## Records to process
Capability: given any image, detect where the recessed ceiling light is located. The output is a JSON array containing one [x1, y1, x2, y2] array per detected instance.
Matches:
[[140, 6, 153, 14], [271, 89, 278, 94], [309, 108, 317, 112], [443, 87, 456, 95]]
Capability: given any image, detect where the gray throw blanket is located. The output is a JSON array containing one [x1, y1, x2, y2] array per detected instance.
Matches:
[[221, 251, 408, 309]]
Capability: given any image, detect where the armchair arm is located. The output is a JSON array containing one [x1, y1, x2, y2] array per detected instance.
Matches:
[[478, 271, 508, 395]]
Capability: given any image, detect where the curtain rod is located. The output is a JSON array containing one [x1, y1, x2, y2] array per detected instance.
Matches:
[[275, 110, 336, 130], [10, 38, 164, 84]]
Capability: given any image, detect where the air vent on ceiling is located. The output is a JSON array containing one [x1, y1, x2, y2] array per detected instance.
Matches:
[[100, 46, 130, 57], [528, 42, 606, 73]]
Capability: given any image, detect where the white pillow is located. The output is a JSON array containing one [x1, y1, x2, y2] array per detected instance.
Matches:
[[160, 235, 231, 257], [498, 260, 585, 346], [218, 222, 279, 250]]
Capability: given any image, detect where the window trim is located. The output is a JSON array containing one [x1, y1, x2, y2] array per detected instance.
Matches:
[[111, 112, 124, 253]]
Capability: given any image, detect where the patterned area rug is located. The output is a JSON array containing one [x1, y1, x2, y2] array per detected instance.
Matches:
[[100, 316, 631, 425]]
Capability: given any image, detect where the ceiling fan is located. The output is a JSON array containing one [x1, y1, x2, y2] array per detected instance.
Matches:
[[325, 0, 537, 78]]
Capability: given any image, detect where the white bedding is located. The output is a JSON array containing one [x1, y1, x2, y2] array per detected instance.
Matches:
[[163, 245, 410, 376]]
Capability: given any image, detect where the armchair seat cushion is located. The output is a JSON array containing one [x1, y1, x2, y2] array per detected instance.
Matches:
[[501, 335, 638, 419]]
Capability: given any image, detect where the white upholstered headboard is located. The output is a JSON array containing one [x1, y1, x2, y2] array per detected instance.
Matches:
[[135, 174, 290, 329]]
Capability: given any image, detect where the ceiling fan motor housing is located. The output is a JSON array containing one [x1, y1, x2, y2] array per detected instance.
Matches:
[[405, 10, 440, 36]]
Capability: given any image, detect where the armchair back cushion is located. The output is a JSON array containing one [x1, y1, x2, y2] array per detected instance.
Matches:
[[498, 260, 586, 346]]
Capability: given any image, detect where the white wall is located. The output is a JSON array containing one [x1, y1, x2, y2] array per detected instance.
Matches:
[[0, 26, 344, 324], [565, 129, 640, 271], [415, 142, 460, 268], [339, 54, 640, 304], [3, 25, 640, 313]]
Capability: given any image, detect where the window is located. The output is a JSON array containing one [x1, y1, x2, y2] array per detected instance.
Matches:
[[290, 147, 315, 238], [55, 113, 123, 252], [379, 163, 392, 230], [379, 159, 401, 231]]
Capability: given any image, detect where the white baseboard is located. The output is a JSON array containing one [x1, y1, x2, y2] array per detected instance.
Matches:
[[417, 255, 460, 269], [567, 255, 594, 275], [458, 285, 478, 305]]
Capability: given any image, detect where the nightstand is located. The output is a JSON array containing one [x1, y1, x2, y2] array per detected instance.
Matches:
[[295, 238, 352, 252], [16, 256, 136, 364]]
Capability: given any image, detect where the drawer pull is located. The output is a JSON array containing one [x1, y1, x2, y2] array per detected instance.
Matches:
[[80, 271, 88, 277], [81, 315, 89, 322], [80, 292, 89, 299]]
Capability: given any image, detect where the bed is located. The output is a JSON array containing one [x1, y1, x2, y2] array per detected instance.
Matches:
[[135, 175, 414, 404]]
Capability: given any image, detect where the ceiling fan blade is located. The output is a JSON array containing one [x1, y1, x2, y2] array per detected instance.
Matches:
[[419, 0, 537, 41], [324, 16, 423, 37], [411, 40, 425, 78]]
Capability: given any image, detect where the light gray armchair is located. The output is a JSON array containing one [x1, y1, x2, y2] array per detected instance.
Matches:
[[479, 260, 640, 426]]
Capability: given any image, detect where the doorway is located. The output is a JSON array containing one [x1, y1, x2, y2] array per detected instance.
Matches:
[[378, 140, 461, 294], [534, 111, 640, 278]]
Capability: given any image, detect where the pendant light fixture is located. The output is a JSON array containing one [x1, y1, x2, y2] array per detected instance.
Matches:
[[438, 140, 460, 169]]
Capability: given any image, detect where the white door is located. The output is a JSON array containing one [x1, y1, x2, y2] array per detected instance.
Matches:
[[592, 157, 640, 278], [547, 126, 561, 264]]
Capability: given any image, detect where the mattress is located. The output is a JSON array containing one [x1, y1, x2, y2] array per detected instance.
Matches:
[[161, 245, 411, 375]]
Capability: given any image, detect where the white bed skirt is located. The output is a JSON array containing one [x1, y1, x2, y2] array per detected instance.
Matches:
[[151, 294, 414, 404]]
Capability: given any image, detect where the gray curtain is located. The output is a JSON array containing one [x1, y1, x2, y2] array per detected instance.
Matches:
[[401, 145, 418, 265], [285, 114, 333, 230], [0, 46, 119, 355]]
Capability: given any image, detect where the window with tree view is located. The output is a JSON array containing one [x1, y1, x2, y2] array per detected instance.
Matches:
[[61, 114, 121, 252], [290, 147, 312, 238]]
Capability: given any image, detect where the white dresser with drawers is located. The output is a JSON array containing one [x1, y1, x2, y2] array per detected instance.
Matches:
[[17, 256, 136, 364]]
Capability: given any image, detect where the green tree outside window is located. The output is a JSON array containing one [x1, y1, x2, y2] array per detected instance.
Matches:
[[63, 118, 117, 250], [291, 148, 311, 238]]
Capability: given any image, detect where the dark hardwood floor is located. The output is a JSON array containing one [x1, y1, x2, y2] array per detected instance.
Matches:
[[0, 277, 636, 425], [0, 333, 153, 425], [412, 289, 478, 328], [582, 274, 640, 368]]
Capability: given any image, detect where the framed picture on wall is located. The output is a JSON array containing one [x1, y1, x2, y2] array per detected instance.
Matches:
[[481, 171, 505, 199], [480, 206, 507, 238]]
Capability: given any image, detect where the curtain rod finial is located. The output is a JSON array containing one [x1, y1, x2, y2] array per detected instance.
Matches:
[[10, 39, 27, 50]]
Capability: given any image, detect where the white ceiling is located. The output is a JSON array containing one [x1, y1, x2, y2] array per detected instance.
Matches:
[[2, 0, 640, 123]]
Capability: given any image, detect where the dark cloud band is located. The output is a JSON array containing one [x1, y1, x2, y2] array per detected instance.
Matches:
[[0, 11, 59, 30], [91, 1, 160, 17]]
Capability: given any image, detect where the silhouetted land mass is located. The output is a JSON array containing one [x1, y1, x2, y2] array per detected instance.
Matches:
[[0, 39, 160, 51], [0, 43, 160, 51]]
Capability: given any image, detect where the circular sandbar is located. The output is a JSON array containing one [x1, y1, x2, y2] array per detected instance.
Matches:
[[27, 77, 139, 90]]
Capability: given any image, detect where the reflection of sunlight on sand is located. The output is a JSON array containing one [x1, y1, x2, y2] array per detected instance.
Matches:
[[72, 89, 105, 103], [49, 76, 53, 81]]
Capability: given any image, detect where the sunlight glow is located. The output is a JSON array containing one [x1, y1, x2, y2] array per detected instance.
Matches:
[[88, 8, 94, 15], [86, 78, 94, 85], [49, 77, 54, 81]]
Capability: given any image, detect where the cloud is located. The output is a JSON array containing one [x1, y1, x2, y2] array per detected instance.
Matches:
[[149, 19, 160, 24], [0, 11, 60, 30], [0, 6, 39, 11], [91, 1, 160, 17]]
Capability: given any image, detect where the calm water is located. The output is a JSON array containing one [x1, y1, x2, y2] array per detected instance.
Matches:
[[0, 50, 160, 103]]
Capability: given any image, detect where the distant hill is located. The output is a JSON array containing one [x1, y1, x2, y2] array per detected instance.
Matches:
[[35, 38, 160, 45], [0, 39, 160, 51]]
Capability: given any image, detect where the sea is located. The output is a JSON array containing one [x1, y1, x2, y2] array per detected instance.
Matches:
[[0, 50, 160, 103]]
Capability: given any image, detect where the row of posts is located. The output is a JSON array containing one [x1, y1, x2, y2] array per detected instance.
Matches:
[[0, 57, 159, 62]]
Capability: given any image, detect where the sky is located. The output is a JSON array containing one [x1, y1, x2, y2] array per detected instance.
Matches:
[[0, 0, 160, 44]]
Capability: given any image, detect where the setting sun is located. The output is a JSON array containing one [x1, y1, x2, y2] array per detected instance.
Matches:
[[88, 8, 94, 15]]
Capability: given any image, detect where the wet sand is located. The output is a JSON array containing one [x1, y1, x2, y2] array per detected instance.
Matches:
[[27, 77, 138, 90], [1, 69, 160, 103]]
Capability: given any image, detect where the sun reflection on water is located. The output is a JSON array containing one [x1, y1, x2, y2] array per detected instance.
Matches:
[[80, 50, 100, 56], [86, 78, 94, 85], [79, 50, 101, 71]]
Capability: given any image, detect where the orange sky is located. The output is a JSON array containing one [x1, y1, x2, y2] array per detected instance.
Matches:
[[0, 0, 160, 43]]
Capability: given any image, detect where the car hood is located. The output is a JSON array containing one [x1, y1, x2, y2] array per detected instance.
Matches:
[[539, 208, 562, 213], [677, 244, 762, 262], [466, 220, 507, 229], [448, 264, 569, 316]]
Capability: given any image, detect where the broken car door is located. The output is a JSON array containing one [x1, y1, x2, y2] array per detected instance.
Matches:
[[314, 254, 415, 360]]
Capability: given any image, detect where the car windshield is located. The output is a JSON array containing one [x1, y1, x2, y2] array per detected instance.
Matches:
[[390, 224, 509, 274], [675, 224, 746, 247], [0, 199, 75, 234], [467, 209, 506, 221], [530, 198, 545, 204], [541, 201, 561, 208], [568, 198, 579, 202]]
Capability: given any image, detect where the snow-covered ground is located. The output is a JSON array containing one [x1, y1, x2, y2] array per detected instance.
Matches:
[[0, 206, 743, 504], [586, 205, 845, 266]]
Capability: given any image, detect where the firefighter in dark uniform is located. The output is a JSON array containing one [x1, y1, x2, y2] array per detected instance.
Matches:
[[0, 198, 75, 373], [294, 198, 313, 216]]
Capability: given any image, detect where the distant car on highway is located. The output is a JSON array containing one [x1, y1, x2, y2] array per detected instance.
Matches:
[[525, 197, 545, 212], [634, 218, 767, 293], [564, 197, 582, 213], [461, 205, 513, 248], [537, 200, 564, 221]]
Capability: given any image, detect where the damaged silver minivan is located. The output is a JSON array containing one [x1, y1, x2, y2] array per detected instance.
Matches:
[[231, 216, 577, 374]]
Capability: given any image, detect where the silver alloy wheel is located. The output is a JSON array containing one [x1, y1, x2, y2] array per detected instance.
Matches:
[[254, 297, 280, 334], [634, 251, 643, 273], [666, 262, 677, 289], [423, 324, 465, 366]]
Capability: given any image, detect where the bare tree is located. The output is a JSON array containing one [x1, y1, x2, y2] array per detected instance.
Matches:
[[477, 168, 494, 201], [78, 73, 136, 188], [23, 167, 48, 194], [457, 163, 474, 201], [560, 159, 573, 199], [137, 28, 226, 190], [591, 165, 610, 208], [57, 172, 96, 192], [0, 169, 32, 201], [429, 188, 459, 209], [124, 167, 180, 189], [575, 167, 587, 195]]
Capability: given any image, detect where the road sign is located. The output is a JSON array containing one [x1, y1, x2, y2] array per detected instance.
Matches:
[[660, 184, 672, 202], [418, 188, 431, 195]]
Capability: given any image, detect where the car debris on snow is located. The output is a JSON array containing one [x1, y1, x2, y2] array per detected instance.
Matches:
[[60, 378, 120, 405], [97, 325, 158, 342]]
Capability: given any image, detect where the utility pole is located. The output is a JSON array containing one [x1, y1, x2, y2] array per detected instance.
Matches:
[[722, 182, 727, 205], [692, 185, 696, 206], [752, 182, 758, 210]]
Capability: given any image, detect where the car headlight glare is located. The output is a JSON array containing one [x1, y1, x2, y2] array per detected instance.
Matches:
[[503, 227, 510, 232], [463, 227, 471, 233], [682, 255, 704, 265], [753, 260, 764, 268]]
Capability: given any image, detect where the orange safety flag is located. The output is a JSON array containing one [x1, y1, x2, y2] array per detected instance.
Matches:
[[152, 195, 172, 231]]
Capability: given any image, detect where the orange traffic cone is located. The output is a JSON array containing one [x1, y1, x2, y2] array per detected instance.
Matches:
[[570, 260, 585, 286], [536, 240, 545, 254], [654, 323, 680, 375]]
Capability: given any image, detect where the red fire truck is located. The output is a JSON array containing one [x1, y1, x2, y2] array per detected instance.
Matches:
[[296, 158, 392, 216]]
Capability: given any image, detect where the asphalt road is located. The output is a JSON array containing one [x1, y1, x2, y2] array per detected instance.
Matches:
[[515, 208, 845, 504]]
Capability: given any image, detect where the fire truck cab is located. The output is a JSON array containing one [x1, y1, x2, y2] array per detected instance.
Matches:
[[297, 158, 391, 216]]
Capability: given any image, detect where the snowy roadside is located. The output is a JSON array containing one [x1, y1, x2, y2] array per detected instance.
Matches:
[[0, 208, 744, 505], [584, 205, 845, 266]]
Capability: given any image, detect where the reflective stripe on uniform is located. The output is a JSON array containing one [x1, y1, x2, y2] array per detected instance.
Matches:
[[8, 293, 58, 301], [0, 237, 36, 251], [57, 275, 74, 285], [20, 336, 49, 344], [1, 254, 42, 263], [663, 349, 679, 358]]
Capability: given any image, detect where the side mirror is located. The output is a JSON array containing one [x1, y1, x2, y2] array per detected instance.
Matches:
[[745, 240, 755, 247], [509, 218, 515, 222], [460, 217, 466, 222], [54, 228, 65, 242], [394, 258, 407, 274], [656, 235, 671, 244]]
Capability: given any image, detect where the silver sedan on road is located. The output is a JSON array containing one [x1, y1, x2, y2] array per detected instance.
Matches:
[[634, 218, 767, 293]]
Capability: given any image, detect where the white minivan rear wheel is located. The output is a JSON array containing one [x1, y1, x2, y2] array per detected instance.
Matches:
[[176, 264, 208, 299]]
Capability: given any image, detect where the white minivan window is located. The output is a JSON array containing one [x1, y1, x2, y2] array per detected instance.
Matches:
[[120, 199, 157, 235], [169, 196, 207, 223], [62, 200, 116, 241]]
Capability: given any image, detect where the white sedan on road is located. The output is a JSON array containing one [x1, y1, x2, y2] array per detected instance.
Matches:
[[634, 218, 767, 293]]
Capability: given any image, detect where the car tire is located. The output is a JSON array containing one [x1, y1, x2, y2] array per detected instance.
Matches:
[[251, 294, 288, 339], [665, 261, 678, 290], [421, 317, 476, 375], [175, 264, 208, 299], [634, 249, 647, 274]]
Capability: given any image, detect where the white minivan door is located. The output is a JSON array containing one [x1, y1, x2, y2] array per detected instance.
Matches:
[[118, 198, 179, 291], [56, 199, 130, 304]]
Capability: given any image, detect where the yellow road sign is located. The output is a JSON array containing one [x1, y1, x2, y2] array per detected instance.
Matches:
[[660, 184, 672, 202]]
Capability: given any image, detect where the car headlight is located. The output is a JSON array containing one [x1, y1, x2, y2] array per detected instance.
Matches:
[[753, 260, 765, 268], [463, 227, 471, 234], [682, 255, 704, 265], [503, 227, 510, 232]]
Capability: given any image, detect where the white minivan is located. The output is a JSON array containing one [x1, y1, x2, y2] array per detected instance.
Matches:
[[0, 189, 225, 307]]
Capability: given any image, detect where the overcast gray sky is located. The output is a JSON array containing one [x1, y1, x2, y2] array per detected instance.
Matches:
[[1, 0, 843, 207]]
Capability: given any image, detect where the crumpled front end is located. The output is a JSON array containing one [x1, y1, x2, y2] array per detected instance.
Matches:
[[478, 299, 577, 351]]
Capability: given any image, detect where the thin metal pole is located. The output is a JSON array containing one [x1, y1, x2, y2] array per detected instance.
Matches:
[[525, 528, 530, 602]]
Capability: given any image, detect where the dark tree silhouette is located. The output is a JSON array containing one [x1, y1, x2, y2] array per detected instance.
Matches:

## Task directions
From the entries, report every line in which the string "wall" occurs.

## Exercise solution
Capability: given any image, detect where the white wall is located. The output is a JSON array containing one [x1, y1, x2, y2] array per detected instance.
Capability: given any image, detect where the framed picture on wall is located. The output is a JSON array containing one [x1, y1, x2, y2] array per detected instance.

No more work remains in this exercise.